SOURCE »
[start]
Today’s super-rich has taken the pursuit of wealth to unprecedented levels.

Knowles begins her plutocracy in London’s financial district in order to have a closer look at the engine house behind much of the city’s wealth. Her models include Virginia Woolf walking around London’s wintry streets, Walter Benjamin in Paris, Raja Shehadeh’s exploration of the Palestinian territories, and Iain Sinclair’s London walks. Knowles also tries to investigate the opaque networks of tax evasion, money laundering and rent-seekers. Knowles reveals the quotidian culture of plutocracy and names them by archetype: Butler, Soviet, Banker, bags ( as in Prada), Sturgeon, Blazer, and many more. The further we enter the world of the plutocrat, the seedier, more alienated, and more moribund it becomes. Parts of Mayfair and Belgravia go dark at night because the vast houses are not lived in. They are either an investment boasting solid returns or like the Middle Easterner’s art gallery, they project the image of wealth and prestige. The pocket of light in Mayfair advertises exclusive night clubs where hideously rich men in their forties and fifties pay £10, 000 a night to reserve a prominent table. The mega-rich even buy people, with entourages to do everything from folding trousers to sweeping hotel rooms for listening devices.
[end]
SHORT TASK » Carry on the passage about Knowles's walks through plutocratic London, starting right after its final sentence.

STORED DATA »
[start]
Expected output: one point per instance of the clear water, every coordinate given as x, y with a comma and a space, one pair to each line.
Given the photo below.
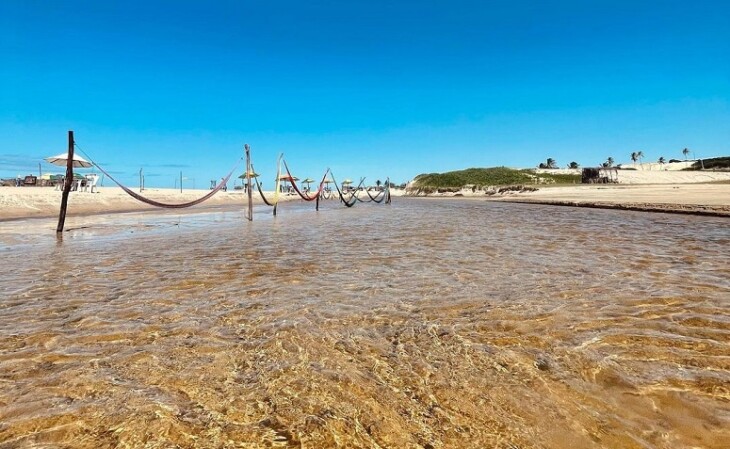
427, 323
[end]
EXERCISE OUTPUT »
“Promoters roam the nearby streets and the internet offering girls the chance to party for free. Young women live on the ambiguous, slippery edge of the night, part guests and part offering. They must navigate the sliding scale between, at the end, accepting expensive drinks and providing conversation, and at the other, escort services, causal sex or even upmarket prostitution duties for rich men” Knowles adds.

The mega-wealthy have the wherewithal to purchase people.

But it is difficult to feel sorry for them as the influence of the global oligarchy of capitalism bears profound responsibility for the dreadful mess we find ourselves in.

Serious Money: Walking Plutocratic London by Caroline Knowles, Allen Lane £25, 320 pages.